Dataset entries
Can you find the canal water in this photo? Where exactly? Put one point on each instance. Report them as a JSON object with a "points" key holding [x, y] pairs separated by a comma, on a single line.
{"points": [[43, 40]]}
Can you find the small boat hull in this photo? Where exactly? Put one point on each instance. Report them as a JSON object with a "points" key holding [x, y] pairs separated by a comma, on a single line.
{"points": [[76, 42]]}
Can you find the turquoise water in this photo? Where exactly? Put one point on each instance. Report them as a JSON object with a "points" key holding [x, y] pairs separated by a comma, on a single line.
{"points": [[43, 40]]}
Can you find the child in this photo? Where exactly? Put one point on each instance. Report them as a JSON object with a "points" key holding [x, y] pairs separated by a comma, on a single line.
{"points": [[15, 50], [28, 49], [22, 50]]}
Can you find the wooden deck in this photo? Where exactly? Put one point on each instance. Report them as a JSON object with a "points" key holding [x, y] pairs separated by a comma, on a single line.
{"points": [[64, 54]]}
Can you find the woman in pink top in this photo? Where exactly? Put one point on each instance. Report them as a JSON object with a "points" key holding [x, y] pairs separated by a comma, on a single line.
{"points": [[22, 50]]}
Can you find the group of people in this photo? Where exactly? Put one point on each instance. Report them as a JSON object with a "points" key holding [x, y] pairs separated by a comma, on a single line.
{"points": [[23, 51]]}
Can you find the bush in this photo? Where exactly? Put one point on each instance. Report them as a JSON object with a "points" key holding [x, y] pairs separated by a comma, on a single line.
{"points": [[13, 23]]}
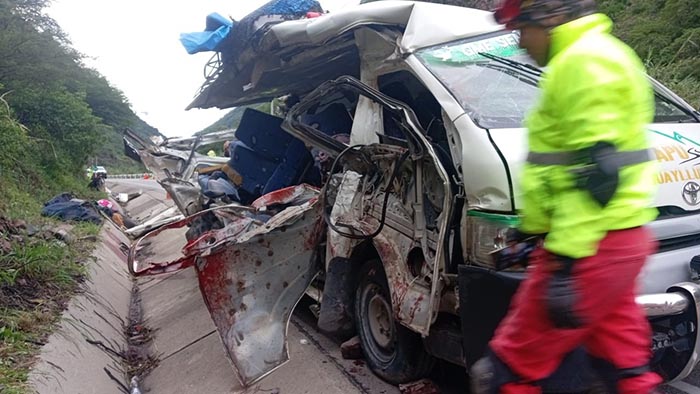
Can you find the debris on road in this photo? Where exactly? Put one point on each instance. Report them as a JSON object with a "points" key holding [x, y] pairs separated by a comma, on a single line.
{"points": [[423, 386], [351, 349]]}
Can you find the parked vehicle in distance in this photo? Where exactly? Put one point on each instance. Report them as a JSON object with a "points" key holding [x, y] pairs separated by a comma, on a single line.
{"points": [[386, 188]]}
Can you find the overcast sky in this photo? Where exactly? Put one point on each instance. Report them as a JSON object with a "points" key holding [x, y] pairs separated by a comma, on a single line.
{"points": [[135, 45]]}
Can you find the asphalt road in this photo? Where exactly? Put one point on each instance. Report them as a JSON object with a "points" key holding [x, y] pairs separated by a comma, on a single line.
{"points": [[319, 348]]}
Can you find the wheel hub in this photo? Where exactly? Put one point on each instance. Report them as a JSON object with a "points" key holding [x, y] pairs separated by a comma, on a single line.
{"points": [[380, 321]]}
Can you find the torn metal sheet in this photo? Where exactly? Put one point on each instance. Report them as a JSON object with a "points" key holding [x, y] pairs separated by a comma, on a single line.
{"points": [[253, 267], [270, 66], [251, 289]]}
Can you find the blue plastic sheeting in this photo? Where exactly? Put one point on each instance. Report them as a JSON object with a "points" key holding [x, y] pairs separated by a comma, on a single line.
{"points": [[282, 7], [65, 208], [217, 29]]}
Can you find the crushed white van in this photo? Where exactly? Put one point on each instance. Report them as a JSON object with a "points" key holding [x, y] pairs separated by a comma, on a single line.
{"points": [[410, 117]]}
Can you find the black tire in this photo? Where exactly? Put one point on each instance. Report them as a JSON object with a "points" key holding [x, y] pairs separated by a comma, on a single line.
{"points": [[393, 352]]}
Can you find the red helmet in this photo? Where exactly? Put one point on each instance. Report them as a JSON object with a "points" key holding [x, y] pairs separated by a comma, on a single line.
{"points": [[546, 13], [508, 13]]}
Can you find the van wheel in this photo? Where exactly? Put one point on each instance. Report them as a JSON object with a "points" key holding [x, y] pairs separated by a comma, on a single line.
{"points": [[392, 351]]}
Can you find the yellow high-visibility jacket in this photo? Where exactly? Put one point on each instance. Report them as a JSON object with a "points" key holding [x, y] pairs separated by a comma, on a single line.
{"points": [[594, 89]]}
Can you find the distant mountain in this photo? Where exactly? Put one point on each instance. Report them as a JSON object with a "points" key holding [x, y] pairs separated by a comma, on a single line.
{"points": [[233, 118]]}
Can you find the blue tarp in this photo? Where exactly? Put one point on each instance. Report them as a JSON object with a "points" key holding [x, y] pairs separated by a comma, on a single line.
{"points": [[217, 28], [66, 208]]}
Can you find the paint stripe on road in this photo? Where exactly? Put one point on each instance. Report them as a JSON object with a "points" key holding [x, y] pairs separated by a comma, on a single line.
{"points": [[688, 388]]}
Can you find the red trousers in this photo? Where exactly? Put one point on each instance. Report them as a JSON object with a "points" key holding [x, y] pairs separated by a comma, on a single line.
{"points": [[616, 328]]}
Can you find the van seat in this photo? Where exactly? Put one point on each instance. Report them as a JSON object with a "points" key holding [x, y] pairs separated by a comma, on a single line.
{"points": [[266, 157]]}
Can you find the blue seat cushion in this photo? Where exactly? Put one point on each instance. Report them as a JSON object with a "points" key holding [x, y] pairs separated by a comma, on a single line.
{"points": [[255, 169], [289, 172], [262, 133]]}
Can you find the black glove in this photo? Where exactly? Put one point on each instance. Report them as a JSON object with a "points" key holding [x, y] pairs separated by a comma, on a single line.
{"points": [[519, 246], [561, 297]]}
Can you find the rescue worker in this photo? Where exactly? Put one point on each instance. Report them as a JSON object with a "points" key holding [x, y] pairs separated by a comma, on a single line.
{"points": [[587, 186]]}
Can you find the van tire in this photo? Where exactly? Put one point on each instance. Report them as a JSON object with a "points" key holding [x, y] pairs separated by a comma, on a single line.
{"points": [[392, 351]]}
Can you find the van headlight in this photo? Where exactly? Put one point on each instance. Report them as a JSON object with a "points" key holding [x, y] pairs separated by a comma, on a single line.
{"points": [[486, 233]]}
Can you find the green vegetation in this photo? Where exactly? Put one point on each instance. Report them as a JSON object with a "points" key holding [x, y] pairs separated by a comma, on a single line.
{"points": [[56, 117], [37, 278]]}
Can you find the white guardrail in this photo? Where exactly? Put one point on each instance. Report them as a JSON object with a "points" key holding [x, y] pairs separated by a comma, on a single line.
{"points": [[145, 175]]}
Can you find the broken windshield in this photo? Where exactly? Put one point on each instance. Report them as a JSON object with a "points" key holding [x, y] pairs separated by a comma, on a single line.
{"points": [[494, 93]]}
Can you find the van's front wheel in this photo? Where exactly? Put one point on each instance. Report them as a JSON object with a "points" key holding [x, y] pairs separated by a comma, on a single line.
{"points": [[391, 350]]}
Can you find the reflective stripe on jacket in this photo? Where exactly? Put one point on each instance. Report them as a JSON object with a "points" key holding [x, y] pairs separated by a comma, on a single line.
{"points": [[594, 89]]}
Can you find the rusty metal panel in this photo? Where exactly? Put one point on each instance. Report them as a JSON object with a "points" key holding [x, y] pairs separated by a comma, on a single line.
{"points": [[252, 286], [252, 271]]}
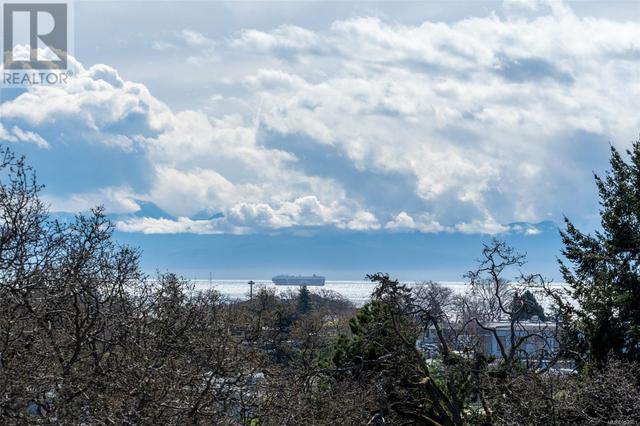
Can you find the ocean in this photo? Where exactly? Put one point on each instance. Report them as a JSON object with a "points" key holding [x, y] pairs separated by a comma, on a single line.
{"points": [[358, 292]]}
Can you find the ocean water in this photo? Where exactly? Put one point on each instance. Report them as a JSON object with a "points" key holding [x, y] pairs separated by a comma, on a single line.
{"points": [[358, 292]]}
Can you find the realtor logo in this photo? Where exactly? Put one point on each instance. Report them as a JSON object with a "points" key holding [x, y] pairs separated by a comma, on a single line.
{"points": [[35, 36]]}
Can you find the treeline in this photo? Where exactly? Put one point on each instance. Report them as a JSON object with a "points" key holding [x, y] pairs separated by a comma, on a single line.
{"points": [[87, 338]]}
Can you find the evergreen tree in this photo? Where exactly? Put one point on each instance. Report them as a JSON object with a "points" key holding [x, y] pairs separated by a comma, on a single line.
{"points": [[304, 300], [604, 274], [524, 306]]}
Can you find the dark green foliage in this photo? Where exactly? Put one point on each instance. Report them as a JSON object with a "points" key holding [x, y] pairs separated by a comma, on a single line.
{"points": [[304, 300], [605, 267]]}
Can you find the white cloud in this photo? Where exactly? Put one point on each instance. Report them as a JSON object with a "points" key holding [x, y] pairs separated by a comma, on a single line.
{"points": [[148, 225], [16, 134], [479, 119], [403, 221]]}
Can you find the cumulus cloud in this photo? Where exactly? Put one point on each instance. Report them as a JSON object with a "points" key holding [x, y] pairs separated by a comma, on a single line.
{"points": [[474, 124]]}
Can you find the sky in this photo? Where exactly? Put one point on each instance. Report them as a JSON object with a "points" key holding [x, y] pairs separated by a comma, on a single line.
{"points": [[270, 126]]}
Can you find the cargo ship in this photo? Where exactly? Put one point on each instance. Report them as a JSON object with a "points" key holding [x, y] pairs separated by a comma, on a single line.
{"points": [[298, 280]]}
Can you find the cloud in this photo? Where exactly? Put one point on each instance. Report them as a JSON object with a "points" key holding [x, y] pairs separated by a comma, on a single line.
{"points": [[147, 225], [16, 134], [363, 124], [403, 221]]}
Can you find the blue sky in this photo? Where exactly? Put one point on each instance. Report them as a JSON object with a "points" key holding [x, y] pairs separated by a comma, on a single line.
{"points": [[335, 120]]}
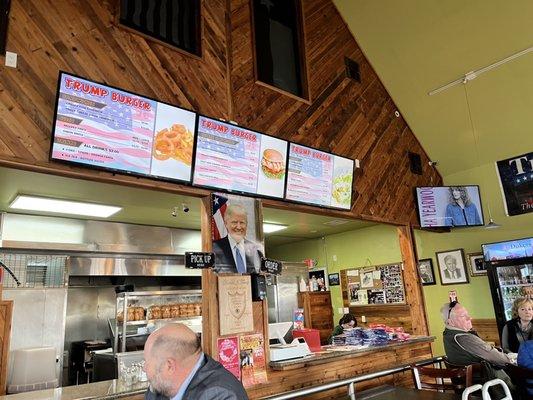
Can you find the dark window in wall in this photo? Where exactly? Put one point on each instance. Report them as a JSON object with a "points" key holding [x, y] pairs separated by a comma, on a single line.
{"points": [[279, 57], [175, 22]]}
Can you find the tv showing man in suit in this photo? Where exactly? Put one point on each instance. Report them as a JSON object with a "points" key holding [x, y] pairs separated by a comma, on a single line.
{"points": [[234, 252]]}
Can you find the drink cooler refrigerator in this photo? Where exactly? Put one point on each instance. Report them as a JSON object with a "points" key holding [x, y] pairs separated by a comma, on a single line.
{"points": [[510, 272]]}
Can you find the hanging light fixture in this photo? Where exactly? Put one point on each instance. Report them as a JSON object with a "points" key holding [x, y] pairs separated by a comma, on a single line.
{"points": [[468, 77]]}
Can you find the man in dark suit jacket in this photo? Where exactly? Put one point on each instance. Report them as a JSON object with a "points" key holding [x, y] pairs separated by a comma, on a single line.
{"points": [[235, 253], [177, 369]]}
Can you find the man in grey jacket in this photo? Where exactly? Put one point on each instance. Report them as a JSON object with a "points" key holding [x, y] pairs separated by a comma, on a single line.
{"points": [[462, 345], [177, 369]]}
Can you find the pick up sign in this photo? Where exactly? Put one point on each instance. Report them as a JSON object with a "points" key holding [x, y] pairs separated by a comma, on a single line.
{"points": [[199, 260], [271, 266]]}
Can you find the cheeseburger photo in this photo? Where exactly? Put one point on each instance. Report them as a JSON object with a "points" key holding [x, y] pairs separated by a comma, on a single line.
{"points": [[273, 164]]}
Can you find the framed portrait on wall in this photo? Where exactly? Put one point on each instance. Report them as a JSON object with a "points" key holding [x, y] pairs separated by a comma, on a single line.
{"points": [[452, 267], [425, 271], [475, 263]]}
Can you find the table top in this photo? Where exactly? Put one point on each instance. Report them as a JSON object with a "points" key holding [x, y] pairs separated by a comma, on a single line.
{"points": [[394, 393]]}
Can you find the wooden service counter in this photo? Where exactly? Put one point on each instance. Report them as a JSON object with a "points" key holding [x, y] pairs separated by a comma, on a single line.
{"points": [[332, 366], [284, 376]]}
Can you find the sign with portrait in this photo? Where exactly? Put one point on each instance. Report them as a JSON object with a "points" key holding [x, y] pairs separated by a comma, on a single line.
{"points": [[425, 271], [237, 233], [452, 267], [235, 304], [516, 181]]}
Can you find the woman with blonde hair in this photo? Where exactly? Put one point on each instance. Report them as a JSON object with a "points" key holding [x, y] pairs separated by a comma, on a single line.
{"points": [[461, 211], [519, 329]]}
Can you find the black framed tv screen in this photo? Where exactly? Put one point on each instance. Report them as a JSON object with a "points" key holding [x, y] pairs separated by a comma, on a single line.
{"points": [[449, 206], [235, 159], [319, 178], [105, 127]]}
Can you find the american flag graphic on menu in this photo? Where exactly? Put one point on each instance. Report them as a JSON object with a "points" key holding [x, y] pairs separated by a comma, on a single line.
{"points": [[105, 127], [218, 228]]}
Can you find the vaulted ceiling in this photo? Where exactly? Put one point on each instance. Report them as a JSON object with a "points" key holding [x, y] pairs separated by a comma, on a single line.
{"points": [[416, 46]]}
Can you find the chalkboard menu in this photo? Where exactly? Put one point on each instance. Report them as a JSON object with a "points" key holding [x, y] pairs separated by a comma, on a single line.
{"points": [[380, 284]]}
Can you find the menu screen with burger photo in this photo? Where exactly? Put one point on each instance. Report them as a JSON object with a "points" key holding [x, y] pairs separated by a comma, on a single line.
{"points": [[233, 158], [320, 178]]}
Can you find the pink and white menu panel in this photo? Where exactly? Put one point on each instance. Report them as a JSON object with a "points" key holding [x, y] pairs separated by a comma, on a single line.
{"points": [[113, 129], [233, 158], [316, 177]]}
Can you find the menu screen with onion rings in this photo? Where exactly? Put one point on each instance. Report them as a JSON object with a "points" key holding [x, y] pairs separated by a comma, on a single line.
{"points": [[236, 159], [319, 178], [113, 129]]}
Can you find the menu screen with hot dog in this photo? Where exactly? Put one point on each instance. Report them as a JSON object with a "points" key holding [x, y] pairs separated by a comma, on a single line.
{"points": [[110, 128], [316, 177], [233, 158]]}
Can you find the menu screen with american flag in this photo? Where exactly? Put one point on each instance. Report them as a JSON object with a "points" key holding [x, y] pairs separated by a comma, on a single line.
{"points": [[109, 128], [236, 159]]}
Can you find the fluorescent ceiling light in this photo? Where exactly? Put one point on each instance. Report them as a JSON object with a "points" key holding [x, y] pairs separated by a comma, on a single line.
{"points": [[58, 206], [269, 228]]}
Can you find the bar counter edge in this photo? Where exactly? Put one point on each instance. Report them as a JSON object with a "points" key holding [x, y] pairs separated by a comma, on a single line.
{"points": [[282, 376]]}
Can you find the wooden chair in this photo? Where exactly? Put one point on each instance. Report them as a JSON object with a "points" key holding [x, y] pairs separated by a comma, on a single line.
{"points": [[522, 379], [442, 379]]}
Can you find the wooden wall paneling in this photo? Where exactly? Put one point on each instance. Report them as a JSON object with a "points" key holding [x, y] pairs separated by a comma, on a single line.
{"points": [[346, 117], [210, 324], [6, 311], [413, 288]]}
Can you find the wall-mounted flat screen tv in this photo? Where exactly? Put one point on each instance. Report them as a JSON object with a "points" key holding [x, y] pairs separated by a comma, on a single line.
{"points": [[235, 159], [319, 178], [509, 250], [109, 128], [449, 206]]}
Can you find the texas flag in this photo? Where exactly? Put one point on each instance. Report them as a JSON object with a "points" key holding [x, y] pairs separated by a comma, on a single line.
{"points": [[218, 228]]}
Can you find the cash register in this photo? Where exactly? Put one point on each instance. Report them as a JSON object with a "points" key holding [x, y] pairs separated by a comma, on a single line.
{"points": [[280, 350]]}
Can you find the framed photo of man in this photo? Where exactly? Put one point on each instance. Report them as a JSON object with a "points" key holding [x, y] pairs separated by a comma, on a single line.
{"points": [[425, 271], [475, 262], [237, 234], [452, 267]]}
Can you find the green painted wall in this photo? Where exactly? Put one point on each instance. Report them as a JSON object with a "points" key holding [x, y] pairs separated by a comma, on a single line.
{"points": [[475, 295], [368, 246]]}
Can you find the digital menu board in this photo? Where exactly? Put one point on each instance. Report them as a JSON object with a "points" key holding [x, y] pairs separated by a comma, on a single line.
{"points": [[236, 159], [319, 178], [113, 129]]}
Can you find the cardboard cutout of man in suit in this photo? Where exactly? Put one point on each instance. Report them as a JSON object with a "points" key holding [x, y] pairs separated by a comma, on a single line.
{"points": [[177, 368], [235, 253]]}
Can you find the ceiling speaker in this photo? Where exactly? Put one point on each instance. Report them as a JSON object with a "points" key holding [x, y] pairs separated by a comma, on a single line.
{"points": [[352, 69], [415, 163]]}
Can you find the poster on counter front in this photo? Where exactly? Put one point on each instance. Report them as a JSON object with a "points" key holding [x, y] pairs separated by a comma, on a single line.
{"points": [[229, 355], [516, 182], [235, 304], [253, 361]]}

AIM OF THE EXERCISE. May I have exactly the lines from the one containing "Can you find the digital" through the last line of the data, both included?

EXERCISE ANSWER.
Can you find the digital menu board in this photo? Where exactly? Put one point on each instance. Report them as a JSON object with a "points" key holding [x, y] pairs separated by a comma, on a single line.
{"points": [[236, 159], [319, 178], [113, 129]]}
Can you find the cardboard cutout of man in suit in this photo? Where exactly? Put one point on each instance. Report them as a JSON object with a "points" key holding [x, y] pairs separated by a comma, on a single line.
{"points": [[177, 368], [235, 253]]}
Can you find the ceiling speaker in this photo? Where exactly? Put one point on each instance. Report them as a JSON object with a "points" key holding [x, y] pairs separated by a comma, on a single line.
{"points": [[352, 69], [415, 163]]}
Can you find the poster on counter front in this photo? Where exactly? Put one point on each instance. Report them as a JSON object with a "points" key holding [x, y] pairs separated by a comma, on a single line.
{"points": [[229, 355], [516, 182], [235, 304], [253, 361]]}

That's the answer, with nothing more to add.